Belgium relay team coach Jacques Borlee talks about the key aspects of training an athlete for major events.
Belgium Relay Team Coach Jacques Borlee Talks About The Key Aspects Of Training An Athlete For Major Events
Belgium relay team coach Jacques Borlee (left), with the mixed relay team members, his sons Kevin and Dylan, and Camille Laus. Photo Vinod Divakaran

A trainer focuses merely on an athlete’s technique but a coach’s role goes beyond that, says Jacques Borlee, the 2011 European Athletic Coach of the Year and a former Belgian sprinter.

Borlee is in Doha for the World Championships as the relay coach in the Belgium athletics contingent which includes three of his children — Kevin, Jonathan and Dylan.

According to Borlee a coach needs to provide a solution which will fetch the best result for an athlete. And how does one do that? “You need to touch the heart of an athlete,” he said.

“To do that you need to be very careful with what you say. And when you say something do it in simple words which is one of the most difficult things to do for a coach,” said the Belgian.

Borlee also coached the Belgium 4x100M women’s relay team which finished second at the Beijing Olympics in 2008 but was later awarded the gold as the Russian team, who originally finished first, was disqualified for doping. Incidentally, his daughter Olivia was part of that Belgian team.

So, how does Borlee get the best from an athlete at major events such as the Olympics or World Championships?

“When an athlete takes part in a major athletics event, the stress levels are very high. And a coach needs to help the athlete control his mind and body. You need to ensure that the alpha and beta waves in the athlete’s brain are in control. Only then will you get a good result,” he said.

**GIVEN REQUEST A:** In the article, rewrite the paragraph that begins "Borlee also coached the Belgium 4x100M" as a short bulleted list, keeping its main facts.
**GIVEN REQUEST B:** Format part of the records as a Markdown table with the columns Row and Line. Begin at the line of the records that has "Exercise. Point out each instance of the street lamp", go on through the end of the records, skip blank lines, and leave the pictures out.

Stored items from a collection

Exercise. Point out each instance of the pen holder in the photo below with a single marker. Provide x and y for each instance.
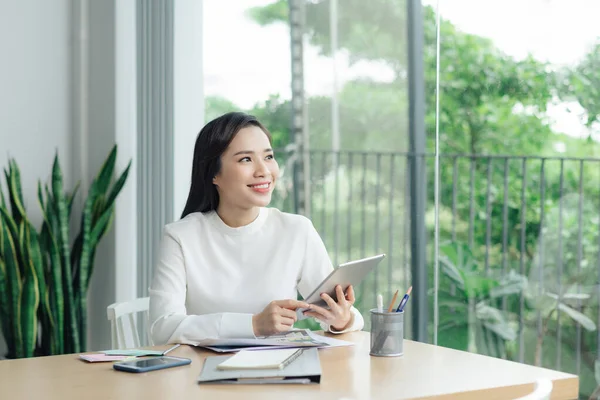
(387, 333)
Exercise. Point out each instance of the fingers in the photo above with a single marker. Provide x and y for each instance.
(315, 315)
(287, 322)
(286, 313)
(291, 304)
(350, 295)
(330, 302)
(340, 296)
(320, 313)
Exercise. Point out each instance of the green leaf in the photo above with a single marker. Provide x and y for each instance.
(2, 199)
(14, 288)
(502, 329)
(6, 322)
(513, 283)
(71, 197)
(15, 193)
(106, 172)
(36, 264)
(29, 303)
(578, 317)
(72, 332)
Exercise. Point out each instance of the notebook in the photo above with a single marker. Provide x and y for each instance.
(306, 369)
(260, 359)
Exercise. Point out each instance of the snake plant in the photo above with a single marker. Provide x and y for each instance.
(44, 278)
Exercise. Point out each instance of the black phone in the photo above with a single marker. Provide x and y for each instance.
(151, 364)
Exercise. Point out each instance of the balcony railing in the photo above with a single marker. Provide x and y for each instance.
(538, 217)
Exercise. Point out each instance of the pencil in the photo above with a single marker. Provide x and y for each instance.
(391, 307)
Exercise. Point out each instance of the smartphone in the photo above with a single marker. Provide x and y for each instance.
(151, 364)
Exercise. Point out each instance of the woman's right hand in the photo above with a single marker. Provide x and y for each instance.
(279, 316)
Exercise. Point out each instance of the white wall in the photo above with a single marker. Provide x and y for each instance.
(68, 83)
(35, 99)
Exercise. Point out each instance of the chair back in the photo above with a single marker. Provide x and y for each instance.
(124, 323)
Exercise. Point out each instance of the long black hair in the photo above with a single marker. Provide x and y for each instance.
(211, 143)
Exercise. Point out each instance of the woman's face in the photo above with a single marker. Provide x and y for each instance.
(248, 170)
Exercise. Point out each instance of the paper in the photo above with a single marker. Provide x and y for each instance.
(266, 359)
(133, 352)
(102, 358)
(291, 339)
(297, 338)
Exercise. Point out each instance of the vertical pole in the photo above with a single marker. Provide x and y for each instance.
(298, 131)
(416, 95)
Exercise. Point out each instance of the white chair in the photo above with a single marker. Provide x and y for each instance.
(123, 326)
(542, 391)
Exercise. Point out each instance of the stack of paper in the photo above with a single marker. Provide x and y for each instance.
(265, 359)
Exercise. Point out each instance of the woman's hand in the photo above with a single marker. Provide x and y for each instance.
(279, 316)
(339, 315)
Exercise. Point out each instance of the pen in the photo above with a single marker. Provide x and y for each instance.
(404, 300)
(391, 307)
(172, 348)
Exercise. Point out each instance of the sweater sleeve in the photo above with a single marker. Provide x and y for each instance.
(169, 321)
(316, 266)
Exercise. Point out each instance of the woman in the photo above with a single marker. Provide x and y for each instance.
(230, 267)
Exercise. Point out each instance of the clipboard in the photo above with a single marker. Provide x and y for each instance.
(306, 369)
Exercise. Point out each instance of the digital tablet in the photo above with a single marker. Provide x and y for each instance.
(350, 273)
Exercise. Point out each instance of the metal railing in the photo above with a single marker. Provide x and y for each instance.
(536, 216)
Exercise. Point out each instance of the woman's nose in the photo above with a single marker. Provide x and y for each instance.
(261, 169)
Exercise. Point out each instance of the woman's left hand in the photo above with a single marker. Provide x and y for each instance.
(339, 315)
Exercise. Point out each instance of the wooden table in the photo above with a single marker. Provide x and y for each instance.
(424, 372)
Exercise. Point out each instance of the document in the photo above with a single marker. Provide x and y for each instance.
(291, 339)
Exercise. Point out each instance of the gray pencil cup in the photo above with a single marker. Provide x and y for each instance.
(387, 333)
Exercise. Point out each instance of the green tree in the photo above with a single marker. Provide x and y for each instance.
(583, 84)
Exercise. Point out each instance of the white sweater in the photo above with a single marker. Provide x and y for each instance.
(211, 278)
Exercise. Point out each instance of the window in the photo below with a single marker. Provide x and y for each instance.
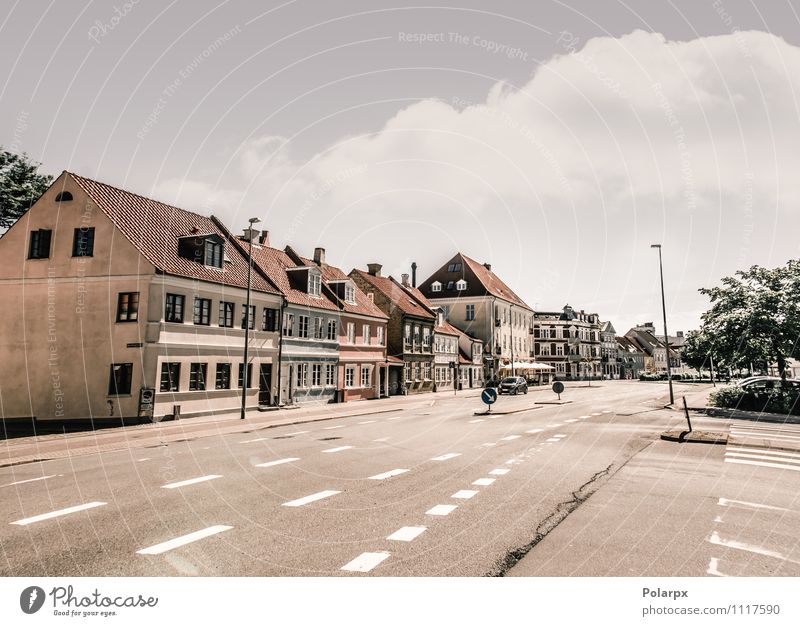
(302, 375)
(202, 311)
(269, 320)
(288, 324)
(316, 375)
(213, 253)
(119, 380)
(314, 283)
(223, 376)
(330, 375)
(40, 244)
(173, 310)
(226, 314)
(83, 241)
(128, 307)
(250, 319)
(197, 376)
(249, 375)
(170, 376)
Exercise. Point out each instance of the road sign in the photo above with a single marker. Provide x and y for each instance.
(489, 396)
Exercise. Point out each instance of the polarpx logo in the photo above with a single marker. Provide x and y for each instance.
(69, 604)
(31, 599)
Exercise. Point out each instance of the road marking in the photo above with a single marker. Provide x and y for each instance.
(442, 509)
(59, 513)
(312, 498)
(339, 449)
(407, 533)
(278, 462)
(191, 481)
(716, 540)
(29, 480)
(388, 474)
(446, 457)
(182, 541)
(795, 468)
(365, 562)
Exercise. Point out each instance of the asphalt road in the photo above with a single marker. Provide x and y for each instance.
(427, 490)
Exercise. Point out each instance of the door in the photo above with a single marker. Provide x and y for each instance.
(265, 384)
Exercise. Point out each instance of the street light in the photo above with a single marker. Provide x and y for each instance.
(664, 312)
(252, 220)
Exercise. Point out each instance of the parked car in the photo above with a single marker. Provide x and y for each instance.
(513, 385)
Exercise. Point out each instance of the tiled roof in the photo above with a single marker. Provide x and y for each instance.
(154, 229)
(398, 296)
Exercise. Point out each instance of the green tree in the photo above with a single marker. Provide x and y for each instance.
(754, 316)
(20, 186)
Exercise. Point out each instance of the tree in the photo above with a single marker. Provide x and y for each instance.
(20, 186)
(755, 316)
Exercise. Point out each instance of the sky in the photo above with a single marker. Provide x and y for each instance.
(555, 140)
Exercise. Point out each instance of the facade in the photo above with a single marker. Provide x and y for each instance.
(569, 341)
(478, 303)
(119, 306)
(409, 333)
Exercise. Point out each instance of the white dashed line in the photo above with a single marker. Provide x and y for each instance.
(182, 541)
(191, 481)
(339, 449)
(312, 498)
(442, 509)
(278, 462)
(388, 474)
(365, 562)
(446, 457)
(407, 533)
(59, 513)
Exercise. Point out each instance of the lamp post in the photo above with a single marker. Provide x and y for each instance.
(252, 220)
(664, 312)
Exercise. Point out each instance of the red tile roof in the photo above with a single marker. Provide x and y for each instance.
(154, 229)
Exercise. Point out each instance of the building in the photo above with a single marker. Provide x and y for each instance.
(116, 305)
(477, 302)
(409, 332)
(569, 341)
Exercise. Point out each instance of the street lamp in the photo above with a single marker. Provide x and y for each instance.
(664, 312)
(250, 230)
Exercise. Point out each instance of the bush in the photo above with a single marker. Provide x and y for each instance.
(783, 401)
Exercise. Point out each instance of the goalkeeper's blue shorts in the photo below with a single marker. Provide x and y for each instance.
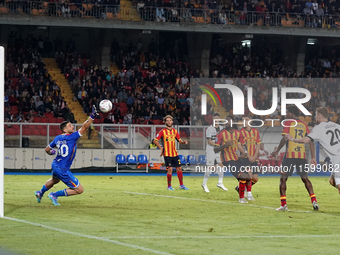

**FINAL RESULT A:**
- Borlee also coached Belgium's women's 4x100m relay team at the 2008 Beijing Olympics.
- The team finished second but was later awarded the gold because the Russian team, which originally finished first, was disqualified for doping.
- His daughter Olivia was on that Belgian team.

**FINAL RESULT B:**
| Row | Line |
|---|---|
| 1 | Exercise. Point out each instance of the street lamp in the photo above with a single marker. Provide x and y for each instance. |
| 2 | (664, 312) |
| 3 | (250, 230) |
| 4 | Exercise. Point out each instance of the bush in the photo above with a single marker. Provide x and y for each instance. |
| 5 | (783, 401) |
| 6 | Exercise. Point out each instance of the goalkeeper's blue shorts in the photo below with a single marker. Provide x and y for each instance. |